■ Page excerpt ■
== Segment start ==
Instead, public health authorities that want to access location information about patients must rely on what Google and Apple describe as “unstable, battery-draining workarounds,” Reuters says. Privacy advocates, however, worry that collecting that data puts it at risk of being breached, allowing anyone with an internet connection to see if you’ve had COVID-19.
Early versions of the contact-tracing platform rolled out to iOS and Android developers last week. The system uses Bluetooth signals to perform a “digital handshake” between smartphone owners; people can opt in and turn on notifications, and patients will be able to anonymously warn people of their positive diagnosis. Without GPS data, though, apps won’t be able to establish details like how outbreaks move or hotspot locations.
As Reuters points out, some folks will simply circumvent the Apple-Google tool and “stick to their own approaches.” Software maker Twenty, for example, developer of Utah’s Healthy Together contact tracing service with GPS and Bluetooth, said its application “operates effectively” without help from industry heavyweights.
== Segment end ==
■ Dataset excerpts ■
== Segment start ==
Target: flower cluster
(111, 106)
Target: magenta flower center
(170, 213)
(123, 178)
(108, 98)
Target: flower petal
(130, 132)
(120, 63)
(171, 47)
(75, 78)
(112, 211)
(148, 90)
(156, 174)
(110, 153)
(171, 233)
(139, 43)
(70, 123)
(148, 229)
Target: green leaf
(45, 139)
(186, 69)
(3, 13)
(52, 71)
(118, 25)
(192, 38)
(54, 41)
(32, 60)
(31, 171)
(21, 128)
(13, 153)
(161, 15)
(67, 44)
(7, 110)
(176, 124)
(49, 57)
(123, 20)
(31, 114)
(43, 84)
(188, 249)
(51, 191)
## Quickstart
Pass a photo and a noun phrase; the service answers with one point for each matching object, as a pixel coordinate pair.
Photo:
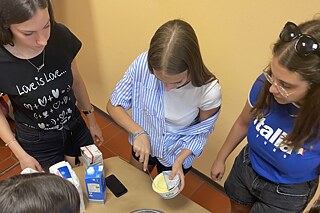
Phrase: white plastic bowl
(159, 185)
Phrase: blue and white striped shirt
(144, 94)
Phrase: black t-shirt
(44, 99)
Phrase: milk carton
(95, 183)
(91, 155)
(64, 170)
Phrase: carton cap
(90, 170)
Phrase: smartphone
(115, 186)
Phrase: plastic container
(166, 188)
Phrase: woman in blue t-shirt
(278, 170)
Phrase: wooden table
(140, 194)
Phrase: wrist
(89, 111)
(143, 132)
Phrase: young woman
(174, 99)
(278, 170)
(39, 74)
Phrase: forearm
(81, 93)
(8, 137)
(122, 118)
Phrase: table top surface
(140, 194)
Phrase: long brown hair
(174, 48)
(307, 123)
(18, 11)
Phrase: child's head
(38, 192)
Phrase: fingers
(216, 177)
(182, 184)
(145, 163)
(38, 167)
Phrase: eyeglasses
(305, 45)
(281, 90)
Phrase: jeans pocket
(294, 190)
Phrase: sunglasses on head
(305, 45)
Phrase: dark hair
(18, 11)
(38, 193)
(307, 123)
(174, 48)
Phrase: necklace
(42, 65)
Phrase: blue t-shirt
(271, 158)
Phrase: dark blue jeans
(244, 186)
(50, 146)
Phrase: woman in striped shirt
(174, 98)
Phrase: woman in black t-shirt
(39, 74)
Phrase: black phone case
(115, 186)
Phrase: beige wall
(235, 37)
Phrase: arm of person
(26, 161)
(141, 145)
(177, 167)
(82, 97)
(178, 163)
(237, 133)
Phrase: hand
(29, 162)
(96, 134)
(141, 147)
(177, 170)
(217, 170)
== Segment end ==
■ Exercises ■
1. Decide whether each statement agrees with the contact-tracing excerpt, and support each yes or no with the deciding words from the text, quoted exactly.
(a) The contact-tracing system relies on Bluetooth signals.
(b) Early versions of the platform reached iOS and Android developers last month.
(c) Utah's Healthy Together service uses Bluetooth alone.
2. Answer these questions from the contact-tracing excerpt.
(a) What risk do privacy advocates see in collecting location data?
(b) What details will apps be unable to establish without GPS data?
(c) Which software maker developed Utah's Healthy Together service?
The records are not needed for this work.

■ Answers to the exercises ■
1.
(a) Yes: "The system uses Bluetooth signals"
(b) No: "rolled out to iOS and Android developers last week"
(c) No: "with GPS and Bluetooth"

2.
(a) It puts the data at risk of being breached.
(b) How outbreaks move and where the hotspots are.
(c) Twenty.